Material provided =
Begin

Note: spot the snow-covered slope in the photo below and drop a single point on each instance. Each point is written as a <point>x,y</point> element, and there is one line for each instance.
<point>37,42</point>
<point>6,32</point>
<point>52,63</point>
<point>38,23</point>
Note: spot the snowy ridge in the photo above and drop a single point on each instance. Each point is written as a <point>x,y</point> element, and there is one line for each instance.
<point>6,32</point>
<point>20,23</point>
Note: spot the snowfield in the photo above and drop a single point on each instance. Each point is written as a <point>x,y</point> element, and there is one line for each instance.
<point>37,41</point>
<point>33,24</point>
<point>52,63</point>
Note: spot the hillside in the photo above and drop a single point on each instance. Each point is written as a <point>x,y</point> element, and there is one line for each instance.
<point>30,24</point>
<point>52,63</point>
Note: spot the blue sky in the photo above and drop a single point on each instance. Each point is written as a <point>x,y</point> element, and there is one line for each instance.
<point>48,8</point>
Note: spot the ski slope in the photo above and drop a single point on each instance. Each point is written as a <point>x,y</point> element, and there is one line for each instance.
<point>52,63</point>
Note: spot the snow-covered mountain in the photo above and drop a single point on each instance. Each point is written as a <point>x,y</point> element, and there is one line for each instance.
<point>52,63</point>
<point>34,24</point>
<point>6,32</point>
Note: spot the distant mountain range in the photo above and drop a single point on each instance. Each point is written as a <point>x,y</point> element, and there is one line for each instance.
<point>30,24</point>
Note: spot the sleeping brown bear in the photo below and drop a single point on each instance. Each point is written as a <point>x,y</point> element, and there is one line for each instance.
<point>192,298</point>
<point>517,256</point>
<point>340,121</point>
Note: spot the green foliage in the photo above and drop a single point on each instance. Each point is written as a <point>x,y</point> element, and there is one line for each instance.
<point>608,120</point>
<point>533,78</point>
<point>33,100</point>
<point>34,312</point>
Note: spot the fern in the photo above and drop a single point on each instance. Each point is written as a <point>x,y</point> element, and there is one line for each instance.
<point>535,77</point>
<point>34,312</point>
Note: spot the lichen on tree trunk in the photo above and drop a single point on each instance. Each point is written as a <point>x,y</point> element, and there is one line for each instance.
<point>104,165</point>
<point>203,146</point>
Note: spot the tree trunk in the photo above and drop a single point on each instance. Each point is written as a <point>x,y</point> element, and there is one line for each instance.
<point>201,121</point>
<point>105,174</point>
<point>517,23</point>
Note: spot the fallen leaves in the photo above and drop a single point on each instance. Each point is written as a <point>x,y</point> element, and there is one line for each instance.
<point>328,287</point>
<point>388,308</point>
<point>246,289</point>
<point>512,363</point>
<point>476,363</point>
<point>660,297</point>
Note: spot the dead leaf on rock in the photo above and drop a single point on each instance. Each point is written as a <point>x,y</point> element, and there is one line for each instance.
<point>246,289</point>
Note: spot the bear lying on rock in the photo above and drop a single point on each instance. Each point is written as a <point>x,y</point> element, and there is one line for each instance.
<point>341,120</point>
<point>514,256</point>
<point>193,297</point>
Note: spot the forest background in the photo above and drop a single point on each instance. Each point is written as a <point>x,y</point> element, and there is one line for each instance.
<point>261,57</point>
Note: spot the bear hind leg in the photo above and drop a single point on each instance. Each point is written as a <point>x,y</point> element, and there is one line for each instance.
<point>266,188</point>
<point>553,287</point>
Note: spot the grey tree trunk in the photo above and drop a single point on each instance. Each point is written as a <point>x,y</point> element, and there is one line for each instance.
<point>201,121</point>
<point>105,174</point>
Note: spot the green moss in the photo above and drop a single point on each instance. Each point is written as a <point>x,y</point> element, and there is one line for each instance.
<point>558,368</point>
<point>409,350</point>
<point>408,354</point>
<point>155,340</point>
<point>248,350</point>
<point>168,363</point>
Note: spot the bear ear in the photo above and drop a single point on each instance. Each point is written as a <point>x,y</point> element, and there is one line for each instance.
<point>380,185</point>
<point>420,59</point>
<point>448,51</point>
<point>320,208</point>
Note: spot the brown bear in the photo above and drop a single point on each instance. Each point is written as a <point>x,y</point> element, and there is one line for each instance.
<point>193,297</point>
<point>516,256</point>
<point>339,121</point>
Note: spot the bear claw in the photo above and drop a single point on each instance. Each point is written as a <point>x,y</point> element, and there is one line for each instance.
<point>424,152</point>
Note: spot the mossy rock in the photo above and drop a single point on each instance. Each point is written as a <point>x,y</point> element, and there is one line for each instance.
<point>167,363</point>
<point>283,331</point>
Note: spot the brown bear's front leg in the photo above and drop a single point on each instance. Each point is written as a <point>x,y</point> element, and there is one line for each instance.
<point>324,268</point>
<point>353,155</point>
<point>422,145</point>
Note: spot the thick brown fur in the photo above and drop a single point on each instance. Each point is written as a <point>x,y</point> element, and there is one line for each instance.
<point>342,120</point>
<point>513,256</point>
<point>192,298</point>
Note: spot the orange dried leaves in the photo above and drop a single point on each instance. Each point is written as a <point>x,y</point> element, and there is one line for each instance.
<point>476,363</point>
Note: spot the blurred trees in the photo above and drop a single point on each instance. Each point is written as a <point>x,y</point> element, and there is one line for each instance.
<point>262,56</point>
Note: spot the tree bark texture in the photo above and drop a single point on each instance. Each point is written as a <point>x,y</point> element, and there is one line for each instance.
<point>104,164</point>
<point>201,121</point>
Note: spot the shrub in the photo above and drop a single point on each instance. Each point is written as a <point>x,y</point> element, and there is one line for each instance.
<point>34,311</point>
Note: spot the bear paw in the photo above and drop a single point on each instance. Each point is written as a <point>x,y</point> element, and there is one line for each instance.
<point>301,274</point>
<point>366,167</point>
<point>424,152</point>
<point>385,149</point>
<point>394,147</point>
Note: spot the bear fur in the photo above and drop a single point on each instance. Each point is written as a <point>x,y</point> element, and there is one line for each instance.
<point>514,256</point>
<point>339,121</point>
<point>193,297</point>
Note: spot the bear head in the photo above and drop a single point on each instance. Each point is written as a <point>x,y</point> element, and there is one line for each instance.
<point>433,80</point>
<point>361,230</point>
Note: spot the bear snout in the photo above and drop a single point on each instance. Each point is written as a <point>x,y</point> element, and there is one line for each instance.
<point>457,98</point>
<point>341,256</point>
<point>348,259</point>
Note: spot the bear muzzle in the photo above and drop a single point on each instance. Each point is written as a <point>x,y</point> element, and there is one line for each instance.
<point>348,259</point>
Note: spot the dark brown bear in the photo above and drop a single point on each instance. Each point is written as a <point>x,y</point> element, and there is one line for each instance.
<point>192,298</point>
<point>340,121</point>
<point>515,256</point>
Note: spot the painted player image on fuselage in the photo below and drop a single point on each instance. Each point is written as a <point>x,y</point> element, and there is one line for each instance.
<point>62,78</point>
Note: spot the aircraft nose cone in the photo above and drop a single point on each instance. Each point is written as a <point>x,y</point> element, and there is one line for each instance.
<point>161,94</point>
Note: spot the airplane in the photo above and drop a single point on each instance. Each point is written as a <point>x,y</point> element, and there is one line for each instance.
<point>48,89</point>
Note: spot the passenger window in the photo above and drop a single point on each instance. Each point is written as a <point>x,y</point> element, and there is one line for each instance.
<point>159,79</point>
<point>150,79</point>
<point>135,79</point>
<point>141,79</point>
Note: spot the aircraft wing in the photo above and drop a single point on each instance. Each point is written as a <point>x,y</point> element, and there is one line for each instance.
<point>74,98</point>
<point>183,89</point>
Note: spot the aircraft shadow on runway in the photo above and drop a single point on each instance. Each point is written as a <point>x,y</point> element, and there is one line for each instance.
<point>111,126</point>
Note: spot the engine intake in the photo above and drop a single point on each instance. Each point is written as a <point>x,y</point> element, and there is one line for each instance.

End

Problem =
Return, unchanged, each line from the line containing "Note: spot the bear muzzle" through the last line of the material.

Task solution =
Note: spot the bear muzzle in the photo above and drop a single point on each instance. Each point is written as a <point>x,y</point> element, and there is one line for each instance.
<point>348,259</point>
Note: spot the dark brown bear in the photo above and drop a single point on each instance. Each point is written as a <point>x,y</point> element, and there is one line for each instance.
<point>192,298</point>
<point>340,121</point>
<point>515,256</point>
Note: spot the painted player image on fuselage in the photo below and drop a single point on each instance. Each point is written as a <point>x,y</point> element, and there is one line for each instance.
<point>62,78</point>
Note: spot the aircraft nose cone in the photo above and drop a single point on each instance. Each point is written as a <point>x,y</point> element, and there is one line for each instance.
<point>161,94</point>
Note: spot the airplane in the photo above and drop a single point on each instance. Each point is written as a <point>x,y</point> element, and there is one line for each instance.
<point>48,89</point>
Note: spot the passenger window in the photo above and drop a single point on each instance. Each point is written as a <point>x,y</point> element, and there is one line for each instance.
<point>159,79</point>
<point>150,79</point>
<point>135,79</point>
<point>141,79</point>
Note: spot the aircraft wing in the photo above and drop a single point on each instance. Each point is written as a <point>x,y</point> element, and there is one line for each instance.
<point>74,98</point>
<point>183,89</point>
Note: spot the aircraft shadow on runway in the photo above and drop a single point on each instance. Each point is written as a <point>x,y</point> element, and there is one line for each instance.
<point>111,126</point>
Note: spot the engine intake in the photo above and drop a single point on each instance. Each point is written as a <point>x,y</point> element, and there is one line for each instance.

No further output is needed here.